→ SOURCE DOCUMENT
* begin *

The iconic sight of hundreds of orange-clad monks walking barefoot in procession, demurely receiving their gifts of sustenance, is truly humbling to watch.

Visitors may actually participate in the alms giving ceremony, but as a responsible traveller, this is best undertaken with the help of a local who will guide you in the correct behaviour and etiquette.

In general, being a respectful participant or observer means arriving early so as not to disrupt the ceremony, dressing in modest clothing with shoulders and legs covered, and remaining silent in order to not disturb the monks’ meditation.

For those participating, remove your shoes and socks, and kneel with your feet tucked in behind you. Females should avoid any physical contact with a monk, his robes or bowl – so be particularly careful when placing offerings in an alms-bowl.

3. Learn to weave at Ock Pop Tok

A woman weaves with a shuttle on an upright loom.
Weaving on a traditional upright loom.

Whilst in Laos, you can’t help but notice the gorgeous textiles all around – including the traditional Lao skirt (sinh) worn by many Lao women. What better way to learn about Lao textiles than participating in a weaving workshop at the fabulous Ock Pop Tok. 

Meaning ‘East Meets West’, Ock Pop Tok is a fair trade social enterprise that assists Lao women to earn an income by practicing traditional handicraft techniques.

The tradition of weaving in Laos goes back thousands of years, with mothers passing down knowledge and skills to their daughters. An important part of a woman’s life in Laos, young girls from the age of 10 are taught how to spin cotton, weave and produce natural dyes from flowers, plants and trees.

Located just 15 minutes from Luang Prabang, the Ock Pop Tok Living Crafts Centre offers classes in natural dyeing, weaving, basketry and ikat. Ranging from half-day to full day and multi-day experiences, you’ll be guided by expert weavers and artisans as they pass on their skills in creating incredibly intricate designs.

Take part in each step from winding silk on a bobbin, to operating the spool and foot pedals of the weaving loom. Once you get your coordination happening, the process is strangely cathartic and meditative. At the end you’ll have created your very own silk scarf to take home as a memento of your time in Laos.

4. Visit Ban Chan pottery village

Experience an authentic Lao pottery village just a short boat ride across the Mekong river at the little-known Ban Chan Pottery Village. Although the village has been producing pottery for hundreds of years, only a few families still continue to make it by hand, the traditional way.

The sleepy riverside village consists of a handful of wooden stilted homes with shaded potters’ workshops underneath. Sourcing red clay from around the river, artisans produce all sorts of rustic pots, bricks and vessels, including the large jars meant for storing the potent Lao-Lao rice whiskey.

Join one of the family-run workshops where you’ll tour the village, see traditional artisans at work, and, if it’s a firing day, witness the wood-fueled, underground kiln in action.

Visitors can also create their very own piece of Lao pottery using a hand-powered potter’s wheel. The half-day or full-day classes are intimate with up to six participants and an experienced potter to guide you every step of the way. 

5. Wear sinh, the Lao skirt, for a day

Three Lao textiles with intricate designs.
Lao sinh.

* end *

→ REQUIRED WORK
**a)** Which classes does the Laos travel text say the Ock Pop Tok Living Crafts Centre offers? List all of them.
**b)** Rewrite the part of the Laos travel text that opens with the words containing "Visitors may actually" and closes with "in an alms-bowl.", replacing "ceremony" with "ritual" everywhere it occurs.

→ DATASET EXTRACT
* begin *

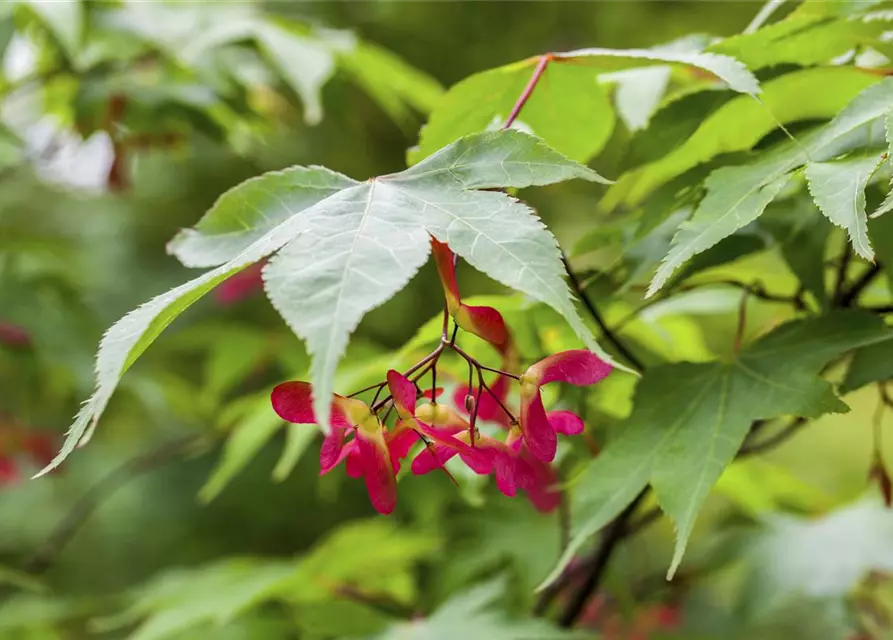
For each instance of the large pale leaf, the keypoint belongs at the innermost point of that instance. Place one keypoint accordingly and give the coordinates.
(887, 204)
(252, 431)
(738, 195)
(690, 419)
(742, 122)
(347, 251)
(838, 188)
(727, 69)
(65, 20)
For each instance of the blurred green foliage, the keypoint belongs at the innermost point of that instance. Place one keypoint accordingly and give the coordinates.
(197, 513)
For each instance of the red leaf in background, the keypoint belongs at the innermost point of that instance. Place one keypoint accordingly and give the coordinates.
(13, 335)
(240, 285)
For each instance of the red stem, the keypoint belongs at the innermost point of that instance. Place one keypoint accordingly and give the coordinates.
(528, 90)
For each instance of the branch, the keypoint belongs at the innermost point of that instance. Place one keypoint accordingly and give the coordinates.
(847, 299)
(842, 266)
(596, 566)
(47, 554)
(528, 90)
(622, 349)
(773, 440)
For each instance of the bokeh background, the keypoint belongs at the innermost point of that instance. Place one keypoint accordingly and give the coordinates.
(82, 242)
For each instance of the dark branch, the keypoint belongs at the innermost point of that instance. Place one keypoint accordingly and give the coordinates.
(596, 566)
(622, 349)
(772, 441)
(847, 299)
(78, 515)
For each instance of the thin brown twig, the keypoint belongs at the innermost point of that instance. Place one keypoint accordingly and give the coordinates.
(609, 335)
(773, 440)
(83, 508)
(596, 566)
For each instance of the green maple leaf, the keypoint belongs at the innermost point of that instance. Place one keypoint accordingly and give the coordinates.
(742, 122)
(689, 421)
(737, 195)
(811, 35)
(568, 109)
(838, 188)
(887, 204)
(344, 247)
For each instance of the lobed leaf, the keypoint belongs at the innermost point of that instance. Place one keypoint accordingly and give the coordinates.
(569, 109)
(741, 123)
(343, 251)
(838, 188)
(738, 195)
(712, 407)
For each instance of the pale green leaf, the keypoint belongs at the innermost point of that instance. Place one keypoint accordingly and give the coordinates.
(887, 204)
(881, 232)
(802, 235)
(579, 128)
(253, 430)
(375, 555)
(738, 195)
(395, 85)
(838, 188)
(869, 364)
(305, 63)
(242, 215)
(638, 93)
(742, 122)
(689, 421)
(348, 252)
(727, 69)
(758, 487)
(804, 38)
(731, 203)
(64, 19)
(763, 15)
(128, 338)
(819, 557)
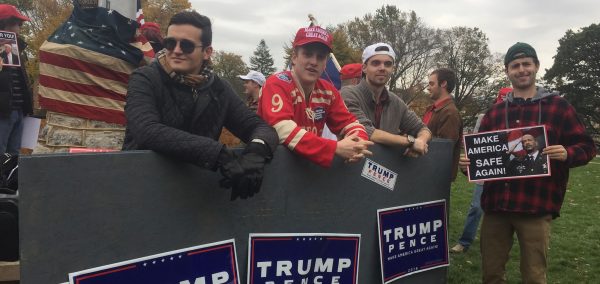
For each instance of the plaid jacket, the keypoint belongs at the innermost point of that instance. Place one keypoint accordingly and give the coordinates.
(541, 195)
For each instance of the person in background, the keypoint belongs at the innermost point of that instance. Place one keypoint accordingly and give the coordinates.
(151, 31)
(387, 119)
(177, 106)
(253, 82)
(351, 74)
(474, 214)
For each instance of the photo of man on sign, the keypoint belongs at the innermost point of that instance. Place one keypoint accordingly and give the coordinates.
(510, 153)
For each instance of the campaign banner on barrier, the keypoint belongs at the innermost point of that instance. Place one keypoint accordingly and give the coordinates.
(214, 263)
(303, 258)
(412, 239)
(507, 154)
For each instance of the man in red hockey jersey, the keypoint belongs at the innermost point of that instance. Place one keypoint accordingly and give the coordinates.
(298, 103)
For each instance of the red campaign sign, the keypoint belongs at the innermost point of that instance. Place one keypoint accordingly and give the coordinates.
(507, 154)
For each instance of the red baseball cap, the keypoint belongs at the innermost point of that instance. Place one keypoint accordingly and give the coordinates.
(352, 70)
(502, 94)
(9, 11)
(313, 34)
(151, 26)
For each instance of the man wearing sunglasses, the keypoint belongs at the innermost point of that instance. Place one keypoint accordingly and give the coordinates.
(298, 104)
(178, 107)
(387, 119)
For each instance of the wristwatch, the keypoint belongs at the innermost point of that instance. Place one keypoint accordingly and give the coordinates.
(411, 140)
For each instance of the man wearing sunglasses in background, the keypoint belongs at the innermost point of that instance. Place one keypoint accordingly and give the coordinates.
(177, 107)
(386, 117)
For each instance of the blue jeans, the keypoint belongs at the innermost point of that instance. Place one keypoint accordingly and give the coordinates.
(11, 129)
(473, 217)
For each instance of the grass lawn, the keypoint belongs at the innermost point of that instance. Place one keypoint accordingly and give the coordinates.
(574, 255)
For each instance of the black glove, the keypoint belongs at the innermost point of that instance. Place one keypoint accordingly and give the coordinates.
(243, 173)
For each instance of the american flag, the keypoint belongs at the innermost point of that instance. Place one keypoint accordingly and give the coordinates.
(85, 64)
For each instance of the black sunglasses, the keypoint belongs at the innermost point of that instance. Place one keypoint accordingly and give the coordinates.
(187, 46)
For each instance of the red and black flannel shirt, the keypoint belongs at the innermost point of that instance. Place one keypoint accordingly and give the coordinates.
(542, 195)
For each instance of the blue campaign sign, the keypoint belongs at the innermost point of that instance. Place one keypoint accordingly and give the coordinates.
(412, 239)
(214, 263)
(303, 258)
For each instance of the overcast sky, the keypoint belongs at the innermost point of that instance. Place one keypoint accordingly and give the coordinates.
(238, 26)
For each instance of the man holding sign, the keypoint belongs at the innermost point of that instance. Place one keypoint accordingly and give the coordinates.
(527, 206)
(534, 162)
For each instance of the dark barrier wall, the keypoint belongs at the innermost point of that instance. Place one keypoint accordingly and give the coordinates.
(86, 210)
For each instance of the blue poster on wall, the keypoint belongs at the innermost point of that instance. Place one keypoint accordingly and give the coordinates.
(303, 258)
(214, 263)
(412, 239)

* end *

→ ANSWERS FOR THE EXERCISE
**a)** natural dyeing, weaving, basketry, ikat

**b)**
Visitors may actually participate in the alms giving ritual, but as a responsible traveller, this is best undertaken with the help of a local who will guide you in the correct behaviour and etiquette.

In general, being a respectful participant or observer means arriving early so as not to disrupt the ritual, dressing in modest clothing with shoulders and legs covered, and remaining silent in order to not disturb the monks’ meditation.

For those participating, remove your shoes and socks, and kneel with your feet tucked in behind you. Females should avoid any physical contact with a monk, his robes or bowl – so be particularly careful when placing offerings in an alms-bowl.